--- Extract to read ---
Adding a Virtual Component to Your In-Person Event
Perhaps you’ve decided to move forward with a gathering, but you know more folks than usual may be unable to attend in person. Consider a hybrid event: you can gather people in one room, have other participants join virtually via Zoom or Skype, and livestream the whole thing for the audience.
A great example of a hybrid event was Unsettling Dramaturgy—Crip and Indigenous Process Design, from the Festival of Live Digital Art (foldA) in Kingston, Ontario. Some panelists and audience members gathered in a room in Kingston, while others joined via Zoom, and the entire thing was livestreamed out to a digital audience.
Going Fully Digital
If you’ve decided the best choice for your community is to cancel an in-person gathering, you don’t have to cancel the event altogether. Consider bringing people together for a conversation on Zoom and livestreaming that for an audience.
A year ago, we livestreamed a Zoom panel titled the Future of Crowdfunding for Theatre Artists of Color. The five panelists called in from their respective locations, and the event was livestreamed out to a virtual audience.
Between our years of livestreaming on our platform and producing our own events—the vast majority of which have included a virtual component—we are happy to be a resource to the field during this challenging time.
It’s worth noting that whether you are producing an in-person gathering or not, a livestreamed event can still be an interactive experience. We encourage folks to consider ways of engaging their virtual audiences, such as by taking questions from people watching online via email, WhatsApp, Twitter, Facebook, etc. As long as you communicate clearly with your audience about how they can engage, and have someone paying attention to questions and comments and communicating them to panelists, your livestream can still be interactive.
---
→ Goals
[A] From the event guide, repeat the passage that begins at the words "Going Fully Digital" and stops after "this challenging time.", word for word.
[B] In the event guide, which festival presented Unsettling Dramaturgy—Crip and Indigenous Process Design?
--- Collected material ---
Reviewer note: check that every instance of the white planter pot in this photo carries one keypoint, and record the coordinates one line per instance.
---
→ Task-by-task answers
[A]
Going Fully Digital
If you’ve decided the best choice for your community is to cancel an in-person gathering, you don’t have to cancel the event altogether. Consider bringing people together for a conversation on Zoom and livestreaming that for an audience.
A year ago, we livestreamed a Zoom panel titled the Future of Crowdfunding for Theatre Artists of Color. The five panelists called in from their respective locations, and the event was livestreamed out to a virtual audience.
Between our years of livestreaming on our platform and producing our own events—the vast majority of which have included a virtual component—we are happy to be a resource to the field during this challenging time.

[B] The Festival of Live Digital Art (foldA) in Kingston, Ontario.